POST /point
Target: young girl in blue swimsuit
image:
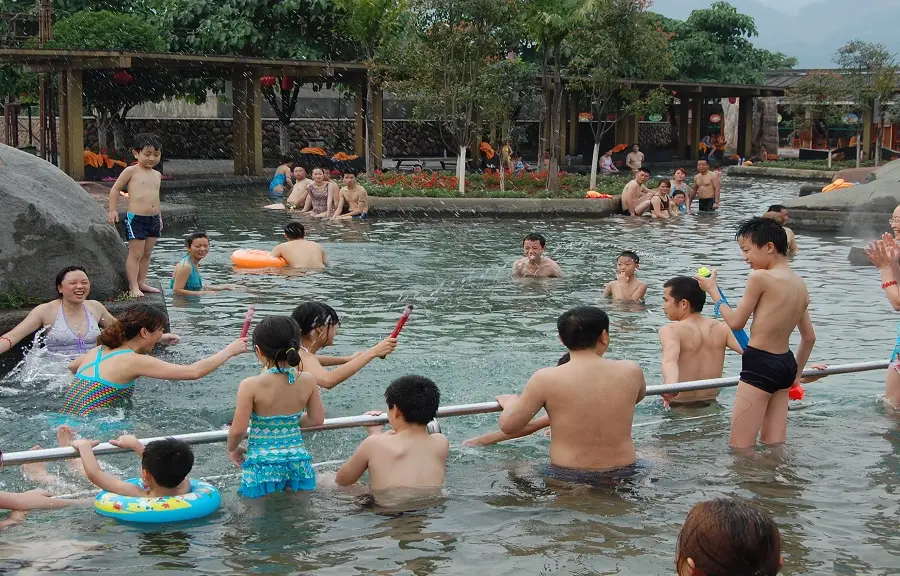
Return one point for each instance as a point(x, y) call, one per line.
point(270, 410)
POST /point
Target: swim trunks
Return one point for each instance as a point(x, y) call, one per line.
point(767, 371)
point(139, 227)
point(707, 204)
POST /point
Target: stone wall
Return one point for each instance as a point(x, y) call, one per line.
point(212, 138)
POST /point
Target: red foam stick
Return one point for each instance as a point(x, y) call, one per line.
point(403, 318)
point(247, 319)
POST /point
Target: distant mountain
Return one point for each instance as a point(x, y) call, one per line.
point(811, 30)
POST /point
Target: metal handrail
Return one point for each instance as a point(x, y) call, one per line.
point(212, 436)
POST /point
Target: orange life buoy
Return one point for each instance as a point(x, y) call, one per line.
point(256, 259)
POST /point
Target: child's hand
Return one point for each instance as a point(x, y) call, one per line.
point(237, 347)
point(83, 444)
point(375, 429)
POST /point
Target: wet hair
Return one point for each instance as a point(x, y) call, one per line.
point(535, 237)
point(312, 315)
point(684, 288)
point(169, 461)
point(727, 537)
point(417, 398)
point(629, 254)
point(61, 275)
point(189, 241)
point(278, 338)
point(294, 230)
point(146, 140)
point(580, 328)
point(761, 231)
point(128, 325)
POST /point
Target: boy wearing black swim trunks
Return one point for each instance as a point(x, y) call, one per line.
point(778, 300)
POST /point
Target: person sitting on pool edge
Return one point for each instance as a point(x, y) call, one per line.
point(407, 456)
point(626, 286)
point(165, 465)
point(534, 264)
point(299, 252)
point(356, 198)
point(590, 400)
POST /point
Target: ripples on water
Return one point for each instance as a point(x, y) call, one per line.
point(833, 489)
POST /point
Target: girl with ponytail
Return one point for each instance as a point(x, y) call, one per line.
point(106, 374)
point(274, 406)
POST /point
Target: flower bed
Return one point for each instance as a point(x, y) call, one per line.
point(486, 185)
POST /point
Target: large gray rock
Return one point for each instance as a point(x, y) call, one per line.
point(49, 222)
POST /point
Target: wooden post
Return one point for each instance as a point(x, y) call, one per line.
point(359, 121)
point(696, 123)
point(71, 132)
point(239, 123)
point(378, 137)
point(254, 127)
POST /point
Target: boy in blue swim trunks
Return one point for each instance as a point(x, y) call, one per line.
point(356, 198)
point(778, 300)
point(143, 221)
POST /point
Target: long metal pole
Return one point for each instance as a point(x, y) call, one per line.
point(456, 410)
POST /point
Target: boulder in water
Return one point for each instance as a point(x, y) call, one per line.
point(50, 222)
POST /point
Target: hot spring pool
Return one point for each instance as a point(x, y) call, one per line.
point(833, 489)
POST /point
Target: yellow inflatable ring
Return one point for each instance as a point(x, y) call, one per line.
point(256, 259)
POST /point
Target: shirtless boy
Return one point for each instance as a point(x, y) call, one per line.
point(636, 196)
point(706, 187)
point(780, 214)
point(777, 299)
point(143, 221)
point(590, 400)
point(356, 198)
point(635, 158)
point(299, 252)
point(693, 346)
point(406, 456)
point(626, 286)
point(535, 264)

**TASK PROMPT:**
Can you write out the listing again from its first line through the line with "point(270, 410)", requests included and nothing after that line, scaling every coordinate in the answers by 0.3 and rounding to whole numbers with halves going up? Leave the pictures out of your answer.

**SOLUTION FOR THIS EXERCISE:**
POST /point
Target: young girl in blue swimsuit
image:
Return one point for each instance as a point(x, y) call, one per line.
point(81, 123)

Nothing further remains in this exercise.